### Dataset records

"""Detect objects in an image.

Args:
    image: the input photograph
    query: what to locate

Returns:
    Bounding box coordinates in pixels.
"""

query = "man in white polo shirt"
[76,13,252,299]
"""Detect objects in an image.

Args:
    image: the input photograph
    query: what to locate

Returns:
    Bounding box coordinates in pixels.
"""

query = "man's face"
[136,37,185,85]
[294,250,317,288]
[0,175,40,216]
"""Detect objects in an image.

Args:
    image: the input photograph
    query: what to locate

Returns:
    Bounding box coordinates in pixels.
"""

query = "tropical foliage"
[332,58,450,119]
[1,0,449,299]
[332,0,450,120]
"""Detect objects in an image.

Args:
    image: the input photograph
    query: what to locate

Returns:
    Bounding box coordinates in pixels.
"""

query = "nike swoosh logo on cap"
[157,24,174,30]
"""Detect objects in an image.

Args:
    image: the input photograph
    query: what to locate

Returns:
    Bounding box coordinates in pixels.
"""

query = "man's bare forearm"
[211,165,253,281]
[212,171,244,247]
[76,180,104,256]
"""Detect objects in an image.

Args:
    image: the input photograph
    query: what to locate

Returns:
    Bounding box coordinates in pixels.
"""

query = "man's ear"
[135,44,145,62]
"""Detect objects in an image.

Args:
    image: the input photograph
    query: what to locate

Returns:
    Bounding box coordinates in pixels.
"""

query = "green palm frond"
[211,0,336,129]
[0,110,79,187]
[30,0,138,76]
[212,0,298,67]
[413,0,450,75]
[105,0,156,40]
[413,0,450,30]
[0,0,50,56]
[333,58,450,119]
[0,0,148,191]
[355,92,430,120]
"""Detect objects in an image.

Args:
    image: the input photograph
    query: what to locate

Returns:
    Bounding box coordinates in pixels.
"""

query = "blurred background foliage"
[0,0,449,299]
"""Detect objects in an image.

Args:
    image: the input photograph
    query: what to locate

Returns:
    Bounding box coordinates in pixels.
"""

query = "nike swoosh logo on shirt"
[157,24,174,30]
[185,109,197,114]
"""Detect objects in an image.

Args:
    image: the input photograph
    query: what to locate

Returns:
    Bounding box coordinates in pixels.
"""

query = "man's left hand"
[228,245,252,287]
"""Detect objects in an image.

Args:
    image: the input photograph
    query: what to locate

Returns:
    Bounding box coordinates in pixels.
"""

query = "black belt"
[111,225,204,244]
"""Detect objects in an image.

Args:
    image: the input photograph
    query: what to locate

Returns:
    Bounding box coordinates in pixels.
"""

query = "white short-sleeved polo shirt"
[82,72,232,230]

######

== Action item ==
Write out all the records above one more time, exactly.

== Task solution ==
"""Detect objects in an image.

Args:
    image: the input photograph
    query: what to locate

Returns:
    Bounding box coordinates in pixels.
"""

query = "man in white polo shirt"
[76,13,252,299]
"""Detect objects in an image.

Args:
    image: the input photograph
    query: what to locate

Returns:
    Bounding box coordinates in pixels.
"""

query = "man's face"
[136,37,185,85]
[294,250,317,288]
[0,175,40,216]
"""Detect objects in an image.

Args:
    image: the input photograph
    query: what to locate

Returns:
    Bounding box coordinates in pixels.
"""

query = "tropical foliage"
[332,58,450,119]
[1,0,449,299]
[332,0,450,120]
"""Detect objects in an image.

Args:
    image: the input photograph
    query: what to locate

Returns:
    Bounding box coordinates in pixels.
"""

query = "nike swoosh logo on cap"
[157,24,174,30]
"""Detect objects in an image.

Args:
    image: the input photograph
    query: what to locate

Returns:
    Bounding box coordinates in pixels.
"""

query = "man's bare forearm"
[211,165,253,281]
[212,171,244,247]
[76,180,104,256]
"""Detect objects in an image.

Args:
    image: the input photograph
    query: what to locate

Returns:
    Bounding box coordinates in pixels.
"""

query = "man's ear"
[135,44,145,62]
"""Detect objects in an image.

Args:
    image: the input photograph
    query: what to locate

Returns:
    Bounding box coordinates in pixels.
"""

query = "green palm frond"
[211,0,336,129]
[0,110,79,187]
[30,0,138,76]
[212,0,298,67]
[413,0,450,75]
[105,0,156,40]
[413,0,450,30]
[0,0,50,56]
[333,58,450,119]
[0,0,148,191]
[355,92,430,120]
"""Detect objects in an image.

Args:
    image: the input photograph
    query: what to locate

Returns:
    Bounding box coordinates in pixels.
"""

query = "blurred background foliage"
[0,0,449,299]
"""Detect objects in an image.

Args:
    image: the input photograph
    query: what to locate

Returns:
    Bounding box coordinates in pixels.
"""

query = "nike swoosh logo on shirt"
[157,24,174,30]
[185,109,197,114]
"""Detect objects in an image.

Args:
    image: the input photograph
    query: what to locate

Returns:
    Bounding box coordinates in pixels.
"""

query = "man's left hand"
[228,245,252,287]
"""Detect objects in an image.

Args:
    image: the input photograph
    query: what to locate

Returns:
    Bounding box coordinates in pixels.
"""

query = "black belt"
[111,225,204,244]
"""Detect objects in an image.

Args:
    image: the input photograph
    query: what to locate

Returns:
    Bounding box coordinates in pixels.
"""

query = "white short-sleeved polo shirt"
[82,72,232,230]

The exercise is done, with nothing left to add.